== TASK INPUT

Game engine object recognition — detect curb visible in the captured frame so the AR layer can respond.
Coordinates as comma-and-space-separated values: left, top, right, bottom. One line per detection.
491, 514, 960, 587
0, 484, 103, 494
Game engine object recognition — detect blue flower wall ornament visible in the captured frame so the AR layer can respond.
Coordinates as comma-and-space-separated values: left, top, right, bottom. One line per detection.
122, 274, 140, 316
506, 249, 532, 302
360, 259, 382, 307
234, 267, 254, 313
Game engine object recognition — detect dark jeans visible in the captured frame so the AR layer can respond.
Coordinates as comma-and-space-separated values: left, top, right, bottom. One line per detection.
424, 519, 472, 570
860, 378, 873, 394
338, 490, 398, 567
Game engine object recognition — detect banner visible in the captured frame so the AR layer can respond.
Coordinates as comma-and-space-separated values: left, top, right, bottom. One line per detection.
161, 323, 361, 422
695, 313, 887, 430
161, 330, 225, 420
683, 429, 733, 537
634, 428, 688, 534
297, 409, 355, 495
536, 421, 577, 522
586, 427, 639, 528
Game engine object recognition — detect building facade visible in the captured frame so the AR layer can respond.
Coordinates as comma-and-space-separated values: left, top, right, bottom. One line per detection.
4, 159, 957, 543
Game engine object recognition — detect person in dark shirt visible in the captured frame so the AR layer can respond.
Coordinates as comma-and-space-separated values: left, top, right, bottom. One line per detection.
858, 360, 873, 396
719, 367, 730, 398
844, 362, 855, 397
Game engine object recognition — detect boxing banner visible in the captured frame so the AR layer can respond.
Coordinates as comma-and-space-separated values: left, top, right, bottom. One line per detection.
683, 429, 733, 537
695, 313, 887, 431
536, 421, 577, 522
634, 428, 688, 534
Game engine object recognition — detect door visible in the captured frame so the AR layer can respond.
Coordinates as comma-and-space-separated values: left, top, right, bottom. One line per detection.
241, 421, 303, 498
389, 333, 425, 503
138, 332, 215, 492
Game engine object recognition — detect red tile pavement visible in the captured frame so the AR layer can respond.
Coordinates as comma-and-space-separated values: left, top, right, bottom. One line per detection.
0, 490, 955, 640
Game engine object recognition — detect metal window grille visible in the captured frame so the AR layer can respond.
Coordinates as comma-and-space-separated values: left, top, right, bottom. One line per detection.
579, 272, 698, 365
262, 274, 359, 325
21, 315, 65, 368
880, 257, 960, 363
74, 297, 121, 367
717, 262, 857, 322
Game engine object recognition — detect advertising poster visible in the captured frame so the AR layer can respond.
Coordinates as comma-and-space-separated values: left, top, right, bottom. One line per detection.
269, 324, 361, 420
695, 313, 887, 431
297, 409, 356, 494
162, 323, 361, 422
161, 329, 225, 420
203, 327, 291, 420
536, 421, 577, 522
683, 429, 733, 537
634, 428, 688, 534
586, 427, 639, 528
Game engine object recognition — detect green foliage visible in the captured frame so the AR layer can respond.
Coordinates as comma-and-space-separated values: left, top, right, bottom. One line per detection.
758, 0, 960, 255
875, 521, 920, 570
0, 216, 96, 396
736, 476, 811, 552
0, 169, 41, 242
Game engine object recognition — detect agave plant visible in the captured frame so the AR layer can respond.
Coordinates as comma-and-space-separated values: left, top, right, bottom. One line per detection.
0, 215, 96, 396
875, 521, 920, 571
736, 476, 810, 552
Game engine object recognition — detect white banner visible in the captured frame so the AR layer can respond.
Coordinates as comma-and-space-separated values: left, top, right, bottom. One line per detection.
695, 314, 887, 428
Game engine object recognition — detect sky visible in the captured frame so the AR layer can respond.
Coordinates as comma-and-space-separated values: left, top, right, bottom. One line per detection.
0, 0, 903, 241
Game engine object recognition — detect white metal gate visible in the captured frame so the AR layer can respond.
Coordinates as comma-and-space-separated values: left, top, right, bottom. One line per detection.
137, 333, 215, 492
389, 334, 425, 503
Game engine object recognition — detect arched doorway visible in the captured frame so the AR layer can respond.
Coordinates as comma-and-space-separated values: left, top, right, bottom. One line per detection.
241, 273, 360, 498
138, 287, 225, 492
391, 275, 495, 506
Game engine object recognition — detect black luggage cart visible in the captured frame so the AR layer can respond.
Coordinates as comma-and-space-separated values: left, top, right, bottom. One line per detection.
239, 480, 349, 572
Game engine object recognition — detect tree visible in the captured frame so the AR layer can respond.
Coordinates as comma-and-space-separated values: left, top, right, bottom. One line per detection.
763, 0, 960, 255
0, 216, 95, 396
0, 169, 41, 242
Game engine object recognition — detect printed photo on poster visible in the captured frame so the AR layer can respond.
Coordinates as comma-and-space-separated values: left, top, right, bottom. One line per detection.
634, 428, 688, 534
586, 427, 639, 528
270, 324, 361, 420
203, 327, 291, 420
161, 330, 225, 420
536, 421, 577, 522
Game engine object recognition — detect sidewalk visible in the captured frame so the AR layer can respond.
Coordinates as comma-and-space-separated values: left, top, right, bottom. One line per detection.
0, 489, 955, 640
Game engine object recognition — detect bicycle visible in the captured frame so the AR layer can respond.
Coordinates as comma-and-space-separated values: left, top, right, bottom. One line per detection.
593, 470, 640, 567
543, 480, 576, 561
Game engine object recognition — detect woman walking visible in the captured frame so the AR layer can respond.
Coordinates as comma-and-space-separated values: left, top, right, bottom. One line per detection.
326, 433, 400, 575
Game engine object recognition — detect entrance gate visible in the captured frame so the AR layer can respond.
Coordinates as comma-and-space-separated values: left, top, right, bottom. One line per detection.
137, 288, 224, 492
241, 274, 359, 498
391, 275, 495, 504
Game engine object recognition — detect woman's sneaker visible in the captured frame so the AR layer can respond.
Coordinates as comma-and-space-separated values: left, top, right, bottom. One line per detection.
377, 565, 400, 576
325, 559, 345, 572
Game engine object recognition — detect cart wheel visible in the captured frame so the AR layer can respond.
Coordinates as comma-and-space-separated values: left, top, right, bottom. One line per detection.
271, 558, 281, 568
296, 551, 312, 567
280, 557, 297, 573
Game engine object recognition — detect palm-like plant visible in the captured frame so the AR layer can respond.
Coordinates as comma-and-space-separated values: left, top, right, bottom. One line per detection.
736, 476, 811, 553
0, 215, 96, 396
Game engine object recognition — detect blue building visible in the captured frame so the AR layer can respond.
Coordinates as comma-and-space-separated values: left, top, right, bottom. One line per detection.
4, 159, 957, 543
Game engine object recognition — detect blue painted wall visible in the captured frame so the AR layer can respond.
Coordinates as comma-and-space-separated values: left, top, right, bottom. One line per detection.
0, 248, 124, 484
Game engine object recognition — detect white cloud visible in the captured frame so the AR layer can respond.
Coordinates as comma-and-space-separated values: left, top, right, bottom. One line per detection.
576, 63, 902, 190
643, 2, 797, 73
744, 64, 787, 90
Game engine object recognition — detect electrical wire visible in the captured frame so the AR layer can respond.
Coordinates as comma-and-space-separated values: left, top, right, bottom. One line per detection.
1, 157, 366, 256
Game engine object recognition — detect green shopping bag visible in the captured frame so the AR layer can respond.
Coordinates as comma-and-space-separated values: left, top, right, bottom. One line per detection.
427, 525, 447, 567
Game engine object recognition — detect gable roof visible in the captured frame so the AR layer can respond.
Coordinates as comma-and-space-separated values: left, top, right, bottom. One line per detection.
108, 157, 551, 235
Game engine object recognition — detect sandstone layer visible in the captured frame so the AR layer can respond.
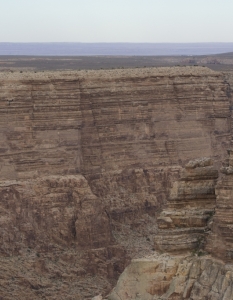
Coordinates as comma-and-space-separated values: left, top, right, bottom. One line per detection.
206, 150, 233, 262
0, 67, 232, 299
108, 254, 233, 300
107, 157, 233, 300
155, 157, 218, 254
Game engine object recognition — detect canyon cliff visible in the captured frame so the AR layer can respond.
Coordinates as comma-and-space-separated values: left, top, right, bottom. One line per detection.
0, 67, 232, 299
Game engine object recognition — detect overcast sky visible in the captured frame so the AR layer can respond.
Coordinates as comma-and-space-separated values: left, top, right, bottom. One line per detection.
1, 0, 233, 43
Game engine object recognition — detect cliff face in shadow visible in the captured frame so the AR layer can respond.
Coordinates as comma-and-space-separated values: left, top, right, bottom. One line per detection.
0, 67, 232, 299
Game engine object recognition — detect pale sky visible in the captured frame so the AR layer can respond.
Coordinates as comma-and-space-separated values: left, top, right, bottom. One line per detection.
0, 0, 232, 43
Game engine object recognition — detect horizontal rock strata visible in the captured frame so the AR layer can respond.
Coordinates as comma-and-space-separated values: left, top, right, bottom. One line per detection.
155, 158, 218, 253
0, 67, 232, 298
0, 175, 127, 299
206, 150, 233, 262
0, 67, 231, 181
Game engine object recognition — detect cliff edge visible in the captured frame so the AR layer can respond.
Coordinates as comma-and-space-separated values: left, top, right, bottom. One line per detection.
0, 67, 232, 299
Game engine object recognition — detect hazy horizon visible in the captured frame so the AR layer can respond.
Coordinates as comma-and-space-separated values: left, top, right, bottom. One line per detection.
0, 1, 232, 43
1, 42, 233, 56
2, 42, 233, 44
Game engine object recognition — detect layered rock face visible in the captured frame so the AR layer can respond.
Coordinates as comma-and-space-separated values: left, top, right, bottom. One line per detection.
108, 255, 233, 300
0, 176, 127, 299
0, 67, 230, 181
108, 157, 233, 300
0, 67, 232, 299
206, 150, 233, 262
155, 158, 218, 253
0, 176, 112, 254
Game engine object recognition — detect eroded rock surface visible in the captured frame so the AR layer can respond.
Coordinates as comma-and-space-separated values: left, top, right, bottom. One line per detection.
155, 158, 218, 253
206, 149, 233, 262
0, 67, 232, 299
108, 254, 233, 300
109, 156, 233, 300
0, 67, 230, 181
0, 176, 126, 299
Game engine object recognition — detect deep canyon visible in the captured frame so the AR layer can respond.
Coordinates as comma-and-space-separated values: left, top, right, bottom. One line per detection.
0, 66, 233, 299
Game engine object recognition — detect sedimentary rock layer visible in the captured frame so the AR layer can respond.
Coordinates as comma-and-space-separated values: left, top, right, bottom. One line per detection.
206, 150, 233, 262
0, 67, 232, 299
0, 67, 231, 218
155, 158, 218, 253
108, 153, 233, 300
108, 254, 233, 300
0, 67, 231, 181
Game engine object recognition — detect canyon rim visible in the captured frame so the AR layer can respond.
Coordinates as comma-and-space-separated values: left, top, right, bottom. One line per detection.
0, 66, 233, 299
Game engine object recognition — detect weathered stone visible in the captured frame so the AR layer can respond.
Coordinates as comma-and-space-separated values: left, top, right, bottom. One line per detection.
108, 255, 233, 300
0, 67, 232, 299
155, 158, 218, 253
92, 295, 103, 300
206, 150, 233, 262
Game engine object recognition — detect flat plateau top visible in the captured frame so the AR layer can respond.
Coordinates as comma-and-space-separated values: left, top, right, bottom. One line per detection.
0, 66, 220, 81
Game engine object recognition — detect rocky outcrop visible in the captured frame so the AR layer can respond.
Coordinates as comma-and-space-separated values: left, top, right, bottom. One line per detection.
0, 67, 232, 298
108, 153, 233, 300
0, 176, 127, 299
205, 150, 233, 262
0, 175, 112, 254
155, 158, 218, 253
108, 254, 233, 300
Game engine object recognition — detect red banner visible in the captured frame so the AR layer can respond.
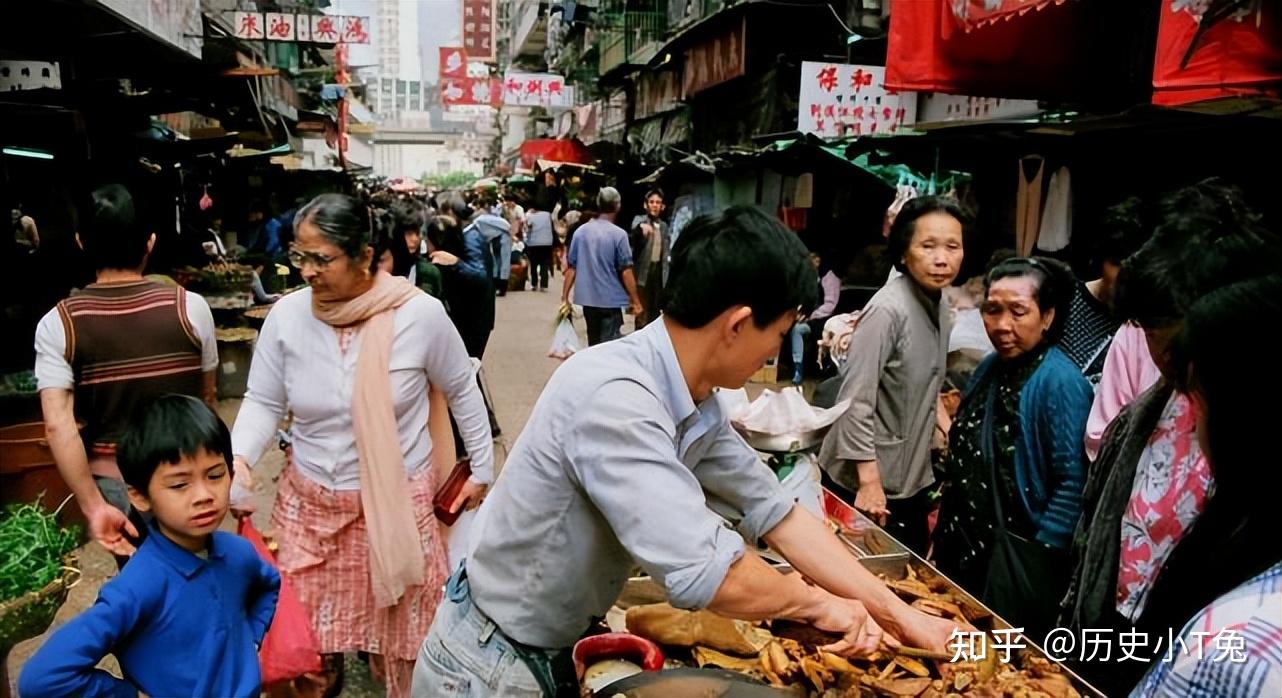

====

Please output the exact lines of the records above, beginning with the first and stopping after the line that holds "Game engine object recognition — detect blue flower", and nothing else.

Game engine object recognition — detect curb visible in the captured frame so the AR layer can respond.
Coordinates as comma-and-space-separated values: left, top, right, bottom. One line per detection.
491, 514, 960, 587
0, 484, 103, 494
Game engine object recognition — detect blue flower wall ornament visible in the captured frame so the AR layer can respond.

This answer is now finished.